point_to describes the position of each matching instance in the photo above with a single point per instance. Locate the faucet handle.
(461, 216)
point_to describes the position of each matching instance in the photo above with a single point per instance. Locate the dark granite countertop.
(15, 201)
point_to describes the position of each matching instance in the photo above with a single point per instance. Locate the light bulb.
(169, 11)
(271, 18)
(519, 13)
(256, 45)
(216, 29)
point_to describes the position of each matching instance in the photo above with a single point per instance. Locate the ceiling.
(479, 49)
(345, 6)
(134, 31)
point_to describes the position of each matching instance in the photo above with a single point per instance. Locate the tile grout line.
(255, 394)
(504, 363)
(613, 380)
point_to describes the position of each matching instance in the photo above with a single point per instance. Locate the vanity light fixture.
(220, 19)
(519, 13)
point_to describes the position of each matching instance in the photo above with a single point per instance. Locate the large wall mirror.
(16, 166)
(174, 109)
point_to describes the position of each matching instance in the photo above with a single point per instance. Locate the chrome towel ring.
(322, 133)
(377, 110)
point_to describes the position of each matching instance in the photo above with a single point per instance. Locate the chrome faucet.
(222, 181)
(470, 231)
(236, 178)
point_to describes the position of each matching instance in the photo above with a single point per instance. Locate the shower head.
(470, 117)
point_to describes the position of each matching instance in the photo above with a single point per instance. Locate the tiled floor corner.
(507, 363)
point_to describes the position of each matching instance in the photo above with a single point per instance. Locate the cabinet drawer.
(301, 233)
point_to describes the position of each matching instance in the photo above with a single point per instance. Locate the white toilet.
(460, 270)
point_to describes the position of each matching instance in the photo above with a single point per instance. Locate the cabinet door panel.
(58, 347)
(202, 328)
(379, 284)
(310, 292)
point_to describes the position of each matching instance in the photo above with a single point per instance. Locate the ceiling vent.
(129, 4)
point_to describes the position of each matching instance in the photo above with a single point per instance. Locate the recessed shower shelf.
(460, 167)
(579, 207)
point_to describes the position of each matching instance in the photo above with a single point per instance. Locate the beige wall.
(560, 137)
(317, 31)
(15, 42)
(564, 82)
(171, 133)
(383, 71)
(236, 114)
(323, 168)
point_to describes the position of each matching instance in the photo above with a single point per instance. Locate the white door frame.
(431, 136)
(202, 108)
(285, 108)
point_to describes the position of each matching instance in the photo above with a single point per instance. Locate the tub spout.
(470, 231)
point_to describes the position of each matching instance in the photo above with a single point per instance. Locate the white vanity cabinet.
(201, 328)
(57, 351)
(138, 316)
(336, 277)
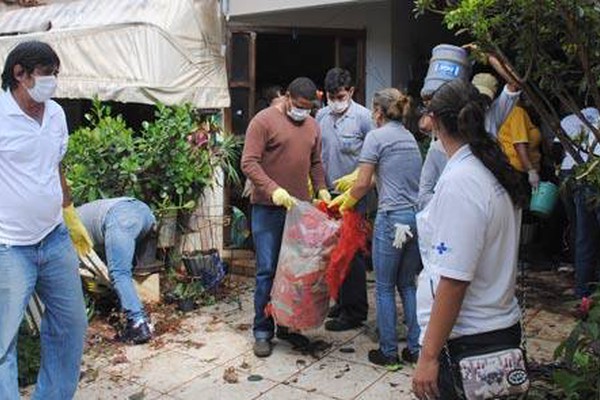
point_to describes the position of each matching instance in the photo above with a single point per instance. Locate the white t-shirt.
(30, 154)
(469, 231)
(574, 127)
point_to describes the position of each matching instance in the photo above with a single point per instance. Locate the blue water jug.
(447, 62)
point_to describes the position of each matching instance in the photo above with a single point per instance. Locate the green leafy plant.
(29, 353)
(167, 164)
(581, 353)
(102, 160)
(551, 47)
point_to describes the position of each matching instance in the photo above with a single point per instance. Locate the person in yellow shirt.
(520, 140)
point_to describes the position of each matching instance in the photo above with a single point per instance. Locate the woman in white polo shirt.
(468, 237)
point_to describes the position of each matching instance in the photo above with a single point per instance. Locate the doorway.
(261, 57)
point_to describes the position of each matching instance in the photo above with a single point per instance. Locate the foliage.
(102, 160)
(188, 290)
(551, 47)
(29, 352)
(167, 164)
(581, 352)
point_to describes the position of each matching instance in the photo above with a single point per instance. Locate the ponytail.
(471, 122)
(394, 105)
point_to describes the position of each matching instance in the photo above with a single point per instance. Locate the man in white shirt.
(586, 215)
(36, 252)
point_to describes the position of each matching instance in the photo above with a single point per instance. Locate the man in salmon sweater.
(282, 148)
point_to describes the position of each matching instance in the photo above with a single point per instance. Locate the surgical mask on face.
(339, 107)
(298, 114)
(43, 88)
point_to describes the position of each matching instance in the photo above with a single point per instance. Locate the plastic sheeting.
(141, 51)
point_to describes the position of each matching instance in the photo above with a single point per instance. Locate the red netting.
(300, 296)
(354, 235)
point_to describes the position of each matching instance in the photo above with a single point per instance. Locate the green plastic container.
(544, 199)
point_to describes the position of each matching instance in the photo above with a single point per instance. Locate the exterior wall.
(372, 16)
(237, 8)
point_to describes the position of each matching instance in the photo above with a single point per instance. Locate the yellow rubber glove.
(282, 198)
(324, 195)
(79, 235)
(345, 182)
(344, 201)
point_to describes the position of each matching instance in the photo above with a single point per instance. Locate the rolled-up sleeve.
(500, 109)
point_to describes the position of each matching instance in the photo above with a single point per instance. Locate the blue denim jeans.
(49, 268)
(395, 269)
(125, 225)
(587, 240)
(267, 231)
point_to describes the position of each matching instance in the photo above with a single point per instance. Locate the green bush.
(102, 160)
(167, 164)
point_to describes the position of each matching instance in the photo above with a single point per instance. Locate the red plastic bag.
(300, 296)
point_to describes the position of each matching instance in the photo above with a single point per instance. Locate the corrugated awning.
(140, 51)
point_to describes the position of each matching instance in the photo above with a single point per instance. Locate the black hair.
(272, 92)
(29, 55)
(337, 79)
(303, 87)
(458, 107)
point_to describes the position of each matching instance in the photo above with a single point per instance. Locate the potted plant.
(167, 164)
(186, 294)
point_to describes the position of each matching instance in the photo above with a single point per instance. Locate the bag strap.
(522, 300)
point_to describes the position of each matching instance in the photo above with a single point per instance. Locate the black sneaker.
(340, 325)
(378, 358)
(334, 311)
(138, 332)
(262, 348)
(295, 339)
(409, 357)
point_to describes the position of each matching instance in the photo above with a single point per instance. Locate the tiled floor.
(217, 340)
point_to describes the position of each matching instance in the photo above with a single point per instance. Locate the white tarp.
(140, 51)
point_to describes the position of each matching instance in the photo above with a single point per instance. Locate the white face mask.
(43, 88)
(298, 114)
(339, 107)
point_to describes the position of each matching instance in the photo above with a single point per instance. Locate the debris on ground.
(255, 378)
(230, 375)
(342, 371)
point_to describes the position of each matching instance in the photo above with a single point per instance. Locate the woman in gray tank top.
(390, 158)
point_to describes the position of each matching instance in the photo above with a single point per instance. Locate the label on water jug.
(447, 69)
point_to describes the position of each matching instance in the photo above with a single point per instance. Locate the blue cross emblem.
(441, 248)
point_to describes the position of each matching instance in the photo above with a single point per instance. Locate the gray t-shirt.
(434, 164)
(342, 140)
(395, 152)
(92, 216)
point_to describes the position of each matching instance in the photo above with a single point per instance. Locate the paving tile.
(550, 326)
(361, 345)
(282, 364)
(165, 371)
(337, 378)
(108, 387)
(286, 392)
(215, 347)
(212, 386)
(393, 386)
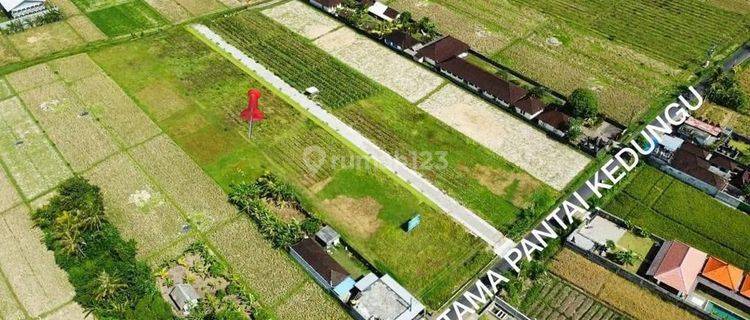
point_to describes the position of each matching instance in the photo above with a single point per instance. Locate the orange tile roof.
(745, 290)
(723, 273)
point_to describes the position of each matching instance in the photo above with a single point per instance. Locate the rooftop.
(723, 273)
(486, 81)
(386, 299)
(677, 265)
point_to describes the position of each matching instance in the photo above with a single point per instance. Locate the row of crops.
(677, 31)
(287, 55)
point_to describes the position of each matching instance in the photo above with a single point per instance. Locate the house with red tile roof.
(722, 273)
(677, 266)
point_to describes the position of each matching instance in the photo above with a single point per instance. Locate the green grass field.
(398, 126)
(204, 123)
(673, 210)
(126, 18)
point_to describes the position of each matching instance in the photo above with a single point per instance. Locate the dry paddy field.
(550, 161)
(302, 19)
(29, 157)
(39, 284)
(403, 76)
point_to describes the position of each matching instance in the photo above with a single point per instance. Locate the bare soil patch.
(359, 215)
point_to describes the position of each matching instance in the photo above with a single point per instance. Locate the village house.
(403, 41)
(555, 122)
(329, 6)
(21, 8)
(326, 271)
(383, 12)
(482, 82)
(677, 266)
(383, 298)
(529, 107)
(442, 50)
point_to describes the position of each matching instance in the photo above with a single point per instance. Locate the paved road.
(585, 192)
(459, 213)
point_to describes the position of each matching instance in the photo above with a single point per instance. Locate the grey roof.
(183, 295)
(327, 235)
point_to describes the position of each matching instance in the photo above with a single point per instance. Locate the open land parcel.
(206, 126)
(618, 50)
(391, 121)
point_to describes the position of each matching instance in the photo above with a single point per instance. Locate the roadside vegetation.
(197, 104)
(101, 265)
(673, 210)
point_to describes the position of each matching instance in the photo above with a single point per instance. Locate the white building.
(20, 8)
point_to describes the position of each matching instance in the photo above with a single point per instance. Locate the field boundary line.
(359, 143)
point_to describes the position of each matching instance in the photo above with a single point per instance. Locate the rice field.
(407, 78)
(548, 160)
(302, 19)
(30, 158)
(609, 288)
(137, 207)
(29, 267)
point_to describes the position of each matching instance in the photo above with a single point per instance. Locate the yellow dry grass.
(37, 281)
(613, 290)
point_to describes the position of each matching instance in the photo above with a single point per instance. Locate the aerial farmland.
(333, 159)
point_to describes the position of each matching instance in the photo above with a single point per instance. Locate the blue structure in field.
(413, 223)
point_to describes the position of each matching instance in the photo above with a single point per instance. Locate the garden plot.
(548, 160)
(107, 102)
(9, 307)
(185, 182)
(8, 196)
(30, 157)
(405, 77)
(68, 312)
(70, 125)
(38, 282)
(270, 273)
(138, 208)
(302, 19)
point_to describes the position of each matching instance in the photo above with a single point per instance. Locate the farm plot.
(674, 210)
(665, 30)
(30, 158)
(550, 161)
(8, 196)
(125, 18)
(182, 180)
(69, 124)
(30, 268)
(302, 19)
(403, 76)
(136, 207)
(557, 300)
(611, 289)
(299, 65)
(208, 130)
(565, 59)
(9, 307)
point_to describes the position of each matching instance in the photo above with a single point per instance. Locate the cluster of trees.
(252, 199)
(356, 14)
(52, 15)
(725, 90)
(109, 281)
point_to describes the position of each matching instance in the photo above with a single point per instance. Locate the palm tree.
(107, 286)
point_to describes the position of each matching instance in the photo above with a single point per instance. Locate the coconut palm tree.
(107, 286)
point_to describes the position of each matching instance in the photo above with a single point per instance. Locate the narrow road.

++++

## DIRECTIONS
Reproduce exactly the lines from the one containing "the aerial farmland." through the last line of the records above, including both, and nothing else.

## EXERCISE SOLUTION
point_to describes the position of each matching instance in the photo above with a single point per instance. Locate the aerial farmland.
(333, 159)
point_to describes the position of each matching instance in the photo above with a single point per instance. Locate the blue structure in field.
(413, 223)
point_to describes the position of each matching instance in the photo above with a single point per instance. Locate the garden plot.
(548, 160)
(107, 102)
(9, 307)
(185, 182)
(8, 196)
(30, 157)
(405, 77)
(68, 312)
(70, 125)
(38, 282)
(270, 273)
(138, 208)
(302, 19)
point_to describes the position of each matching instance in the photo above with a single point per instance. Locate the farm plot.
(674, 210)
(665, 30)
(30, 158)
(550, 161)
(8, 196)
(125, 18)
(182, 180)
(69, 124)
(30, 268)
(302, 19)
(403, 76)
(136, 207)
(557, 300)
(611, 289)
(299, 65)
(208, 130)
(565, 59)
(9, 307)
point_to describes the position of each matching instance in the photo above with a single point per instance. Locate the cluster of trees.
(252, 199)
(356, 14)
(52, 15)
(725, 90)
(109, 281)
point_to describes the position of each matching instance in the photo above with a single point per instance. Locate the palm tree.
(107, 286)
point_to describes the position of each matching instance in the photo above with a single point per instance. Locate the coconut palm tree.
(107, 286)
point_to describes the position of each matching instance in the photo above with a single point per instance. Locate the narrow road.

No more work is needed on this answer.